PASSAGE.
FOUR Nigerian workers with the Nigeria Agip Oil Company (NAOC) held hostage by militants have miraculously escaped from their captors.
They were taken hostage at Tebidaba flow station in Bayelsa State.
The four workers who sustained gunshot injuries arrived in Port Harcourt, the Rivers State capital where most of them reside in the early hours of yesterday.
One of the oil workers who spoke on behalf of his colleagues and pleaded anonymity, disclosed to The Guardian that the heavily armed militants stormed their platform in the early hours of last Thursday.
The workers who were looking frail and still trying to recuperate from their ordeal, said the fear of being killed by the militants who inflicted gunshot wounds on them during the invasion , caused them to opt for an escape.
Their spokesperson said that the fierce-looking militants had vowed not to release any of the NAOC oil workers until the government released Mujaheed Asari-Dokubo and paid them an undisclosed amount of money.
According to him, the militants also threatened to kill the workers if these and other demands were not met.

(Dataset items)
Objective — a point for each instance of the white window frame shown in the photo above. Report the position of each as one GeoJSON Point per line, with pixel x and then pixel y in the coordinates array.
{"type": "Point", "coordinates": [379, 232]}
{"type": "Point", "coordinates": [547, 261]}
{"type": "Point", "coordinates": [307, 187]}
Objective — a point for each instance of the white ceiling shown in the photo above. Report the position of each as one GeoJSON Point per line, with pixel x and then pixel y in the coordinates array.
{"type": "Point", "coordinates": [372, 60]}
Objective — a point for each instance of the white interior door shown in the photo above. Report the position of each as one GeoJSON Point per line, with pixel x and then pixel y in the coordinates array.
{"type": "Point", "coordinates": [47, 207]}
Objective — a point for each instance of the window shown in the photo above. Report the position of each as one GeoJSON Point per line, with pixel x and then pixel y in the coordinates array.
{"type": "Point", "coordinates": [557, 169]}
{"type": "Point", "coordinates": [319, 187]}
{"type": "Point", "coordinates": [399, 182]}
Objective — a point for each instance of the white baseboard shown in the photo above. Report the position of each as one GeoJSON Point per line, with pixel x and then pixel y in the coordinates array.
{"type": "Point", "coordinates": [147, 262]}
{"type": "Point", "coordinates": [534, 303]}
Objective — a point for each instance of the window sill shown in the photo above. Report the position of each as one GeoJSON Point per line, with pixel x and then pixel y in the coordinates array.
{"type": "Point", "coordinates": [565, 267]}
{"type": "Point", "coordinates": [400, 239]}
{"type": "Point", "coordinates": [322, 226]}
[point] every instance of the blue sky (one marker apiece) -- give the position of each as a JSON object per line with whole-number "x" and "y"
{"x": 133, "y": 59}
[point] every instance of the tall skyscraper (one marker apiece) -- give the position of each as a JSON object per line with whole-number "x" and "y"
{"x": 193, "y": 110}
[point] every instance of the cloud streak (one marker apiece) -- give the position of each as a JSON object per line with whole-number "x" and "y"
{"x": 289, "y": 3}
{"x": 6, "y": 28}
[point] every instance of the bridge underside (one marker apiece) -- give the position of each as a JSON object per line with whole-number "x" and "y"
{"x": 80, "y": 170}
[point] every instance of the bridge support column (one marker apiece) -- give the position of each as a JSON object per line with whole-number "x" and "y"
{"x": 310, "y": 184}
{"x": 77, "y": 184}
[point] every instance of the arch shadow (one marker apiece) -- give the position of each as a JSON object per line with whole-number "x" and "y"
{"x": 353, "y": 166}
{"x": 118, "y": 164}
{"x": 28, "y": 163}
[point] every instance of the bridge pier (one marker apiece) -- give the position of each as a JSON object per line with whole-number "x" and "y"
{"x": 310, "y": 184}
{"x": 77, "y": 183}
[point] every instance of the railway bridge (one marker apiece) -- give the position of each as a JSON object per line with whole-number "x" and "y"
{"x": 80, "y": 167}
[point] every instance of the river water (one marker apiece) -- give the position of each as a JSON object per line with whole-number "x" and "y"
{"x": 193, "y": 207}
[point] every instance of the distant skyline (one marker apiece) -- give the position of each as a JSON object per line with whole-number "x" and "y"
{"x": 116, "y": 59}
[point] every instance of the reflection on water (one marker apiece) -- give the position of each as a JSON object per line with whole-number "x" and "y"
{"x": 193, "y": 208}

PROBLEM.
Write a two-sentence summary of the news report on the NAOC hostages.

FINISHED EXERCISE.
Four Nigeria Agip Oil Company workers held hostage by militants at Tebidaba flow station in Bayelsa State escaped and arrived in Port Harcourt with gunshot injuries. Their spokesperson said the armed militants, who stormed their platform last Thursday, vowed to keep them until the government released Mujaheed Asari-Dokubo and paid an undisclosed sum, and they threatened to kill the workers, whose fear of being killed led them to escape.